CONSIGNA A
Reproduce sin cambios el fragmento del texto sobre los místicos que va desde "Los místicos y" hasta "punto de partida.", ambos incluidos.

TEXTO PARA LEER
========

Los místicos y su aporte a nuestra fe
Eduardo
de la Serna
dibujo de Juan de la Cruz: "por aquí ya no hay camino" tomado de www.ocdburgos.org |
Los místicos, sean de la religión
que fueren (si profesan alguna) son aquellas personas que comunican una
experiencia personal con Dios. Este es el punto de partida.
Es cierto que cualquier
persona podría hablar de su experiencia, y sería justo por cierto. Por lo cual
me permito, para empezar, una analogía. Cualquiera puede escribir su
autobiografía, cualquiera puede escribir versos, cualquiera puede escribir su
experiencia… pero son pocos, ¡muy pocos!, los que saben comunicarlo de una
manera que nos permita leer “algo”. Todos pueden contemplar la belleza (aunque
a veces hagan falta “ojos” para ver), lo que no significa que todos puedan
compartirla. Hace falta un artista para hacerlo de un modo que “llegue” al
receptor. A nadie se le niega el derecho de escribir, pero no todos son poetas.
Muy pocos lo son. O músicos. O pintores… O místicos.

========

CONSIGNA B
Cuenta las líneas del listado que contienen la cadena "green", teniendo en cuenta mayúsculas y minúsculas, e indica solo el número.

LISTADO SIN PROCESAR

========

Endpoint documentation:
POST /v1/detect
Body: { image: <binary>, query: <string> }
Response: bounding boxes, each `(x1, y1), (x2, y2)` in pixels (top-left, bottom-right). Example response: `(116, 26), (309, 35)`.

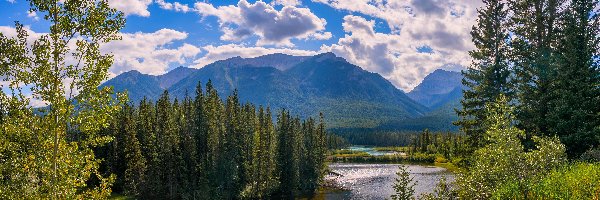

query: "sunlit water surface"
(319, 163), (452, 199)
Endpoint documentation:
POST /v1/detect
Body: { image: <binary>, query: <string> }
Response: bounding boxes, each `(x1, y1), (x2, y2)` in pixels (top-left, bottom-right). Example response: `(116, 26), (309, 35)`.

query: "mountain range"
(102, 53), (462, 130)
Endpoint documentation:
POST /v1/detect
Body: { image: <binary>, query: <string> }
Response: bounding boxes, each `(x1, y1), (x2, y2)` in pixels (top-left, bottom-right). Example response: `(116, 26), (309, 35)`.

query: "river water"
(317, 146), (453, 200)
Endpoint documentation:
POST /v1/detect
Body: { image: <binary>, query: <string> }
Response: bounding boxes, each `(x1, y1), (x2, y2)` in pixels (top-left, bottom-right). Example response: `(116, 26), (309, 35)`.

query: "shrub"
(493, 163), (600, 199)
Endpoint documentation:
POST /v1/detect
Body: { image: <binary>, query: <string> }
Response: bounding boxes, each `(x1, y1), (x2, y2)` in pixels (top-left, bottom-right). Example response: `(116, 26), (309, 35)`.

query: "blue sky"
(0, 0), (481, 92)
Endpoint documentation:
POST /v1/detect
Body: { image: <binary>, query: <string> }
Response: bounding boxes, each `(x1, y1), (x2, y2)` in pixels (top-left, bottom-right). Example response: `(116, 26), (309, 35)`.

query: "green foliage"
(419, 176), (457, 200)
(456, 97), (566, 199)
(493, 163), (600, 199)
(97, 82), (327, 199)
(391, 165), (417, 200)
(455, 0), (512, 151)
(544, 0), (600, 158)
(0, 0), (125, 199)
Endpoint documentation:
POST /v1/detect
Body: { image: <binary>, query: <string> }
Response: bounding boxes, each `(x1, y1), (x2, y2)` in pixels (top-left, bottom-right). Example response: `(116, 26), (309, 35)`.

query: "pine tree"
(545, 0), (600, 158)
(455, 0), (512, 149)
(391, 165), (417, 200)
(179, 92), (200, 199)
(121, 104), (146, 196)
(277, 110), (299, 198)
(509, 0), (564, 142)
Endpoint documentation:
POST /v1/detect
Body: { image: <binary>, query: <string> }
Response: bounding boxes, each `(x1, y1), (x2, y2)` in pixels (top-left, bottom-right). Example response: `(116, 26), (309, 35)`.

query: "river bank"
(311, 163), (453, 200)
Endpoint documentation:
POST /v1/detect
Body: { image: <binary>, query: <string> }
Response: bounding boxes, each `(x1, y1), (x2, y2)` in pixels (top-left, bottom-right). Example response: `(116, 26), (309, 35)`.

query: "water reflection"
(319, 163), (452, 199)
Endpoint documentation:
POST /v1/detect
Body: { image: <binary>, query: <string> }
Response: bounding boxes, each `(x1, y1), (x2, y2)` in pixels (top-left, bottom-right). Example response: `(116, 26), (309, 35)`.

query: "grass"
(108, 193), (135, 200)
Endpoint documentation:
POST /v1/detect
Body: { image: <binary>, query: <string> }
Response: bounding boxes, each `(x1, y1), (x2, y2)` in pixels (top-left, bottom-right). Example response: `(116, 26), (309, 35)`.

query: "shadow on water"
(301, 163), (453, 200)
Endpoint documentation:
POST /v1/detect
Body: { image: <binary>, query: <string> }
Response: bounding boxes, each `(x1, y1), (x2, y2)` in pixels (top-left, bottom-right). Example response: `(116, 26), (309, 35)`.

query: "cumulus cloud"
(321, 15), (470, 91)
(194, 0), (331, 46)
(271, 0), (302, 6)
(108, 0), (152, 17)
(156, 0), (193, 13)
(194, 44), (319, 68)
(27, 11), (40, 21)
(313, 0), (483, 91)
(101, 29), (201, 75)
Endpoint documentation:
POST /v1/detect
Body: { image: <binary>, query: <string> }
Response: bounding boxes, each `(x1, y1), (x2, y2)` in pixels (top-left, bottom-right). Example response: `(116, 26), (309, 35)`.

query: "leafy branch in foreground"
(0, 0), (125, 199)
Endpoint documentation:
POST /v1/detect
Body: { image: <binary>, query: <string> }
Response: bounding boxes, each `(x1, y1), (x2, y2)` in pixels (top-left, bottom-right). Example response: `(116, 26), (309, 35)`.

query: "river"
(316, 148), (453, 200)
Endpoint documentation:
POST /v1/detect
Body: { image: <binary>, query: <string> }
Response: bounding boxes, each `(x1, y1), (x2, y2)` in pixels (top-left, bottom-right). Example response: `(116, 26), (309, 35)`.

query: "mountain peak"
(408, 69), (463, 108)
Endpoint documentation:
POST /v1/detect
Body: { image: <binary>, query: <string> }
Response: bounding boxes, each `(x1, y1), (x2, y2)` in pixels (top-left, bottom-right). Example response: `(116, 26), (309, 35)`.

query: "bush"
(493, 163), (600, 199)
(456, 96), (566, 199)
(580, 148), (600, 162)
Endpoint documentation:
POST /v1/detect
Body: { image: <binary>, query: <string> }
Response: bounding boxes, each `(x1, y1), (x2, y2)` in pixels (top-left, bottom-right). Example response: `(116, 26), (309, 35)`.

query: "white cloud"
(194, 0), (331, 46)
(156, 0), (193, 13)
(194, 44), (319, 68)
(271, 0), (302, 6)
(313, 0), (483, 91)
(321, 15), (470, 91)
(101, 29), (200, 75)
(108, 0), (152, 17)
(27, 11), (40, 21)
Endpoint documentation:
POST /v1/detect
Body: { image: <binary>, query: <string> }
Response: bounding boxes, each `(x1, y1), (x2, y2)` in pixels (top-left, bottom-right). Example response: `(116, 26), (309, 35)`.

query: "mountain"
(392, 69), (464, 131)
(408, 69), (463, 110)
(100, 67), (198, 103)
(104, 53), (430, 128)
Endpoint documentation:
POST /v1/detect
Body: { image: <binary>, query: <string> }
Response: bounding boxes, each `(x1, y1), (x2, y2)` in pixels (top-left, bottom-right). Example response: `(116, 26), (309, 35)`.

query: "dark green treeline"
(456, 0), (600, 158)
(96, 81), (327, 199)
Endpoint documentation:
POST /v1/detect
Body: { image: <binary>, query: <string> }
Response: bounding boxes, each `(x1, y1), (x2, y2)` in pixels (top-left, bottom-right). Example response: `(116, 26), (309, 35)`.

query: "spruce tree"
(545, 0), (600, 158)
(509, 0), (564, 141)
(121, 104), (146, 196)
(455, 0), (511, 149)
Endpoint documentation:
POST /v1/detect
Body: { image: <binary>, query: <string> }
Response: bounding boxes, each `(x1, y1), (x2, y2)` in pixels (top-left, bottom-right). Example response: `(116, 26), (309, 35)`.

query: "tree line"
(95, 81), (328, 199)
(456, 0), (600, 158)
(395, 0), (600, 199)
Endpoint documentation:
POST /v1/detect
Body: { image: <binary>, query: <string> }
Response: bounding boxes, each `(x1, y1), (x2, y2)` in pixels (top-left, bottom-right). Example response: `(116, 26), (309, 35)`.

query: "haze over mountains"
(103, 53), (462, 130)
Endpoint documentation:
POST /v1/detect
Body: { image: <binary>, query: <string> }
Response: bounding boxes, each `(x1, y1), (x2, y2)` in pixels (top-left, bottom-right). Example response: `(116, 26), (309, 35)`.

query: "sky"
(0, 0), (482, 92)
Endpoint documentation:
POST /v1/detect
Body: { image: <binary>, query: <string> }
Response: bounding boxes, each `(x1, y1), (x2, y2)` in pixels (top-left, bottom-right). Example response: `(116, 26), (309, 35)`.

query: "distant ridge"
(103, 53), (460, 128)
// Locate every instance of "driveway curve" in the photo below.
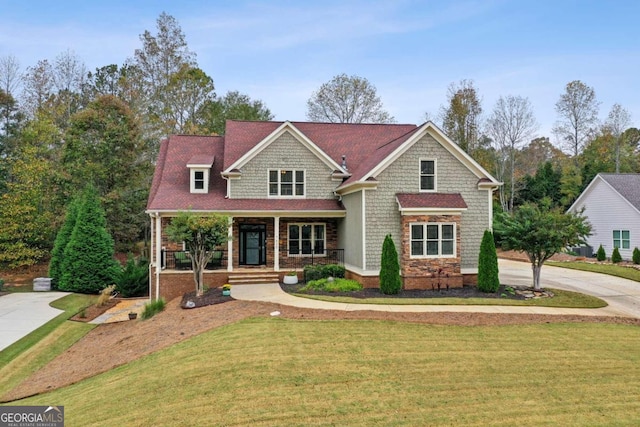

========

RESPUESTA COMPLETA A
Los místicos y su aporte a nuestra fe
Eduardo
de la Serna
dibujo de Juan de la Cruz: "por aquí ya no hay camino" tomado de www.ocdburgos.org |
Los místicos, sean de la religión
que fueren (si profesan alguna) son aquellas personas que comunican una
experiencia personal con Dios. Este es el punto de partida.

RESPUESTA COMPLETA B
2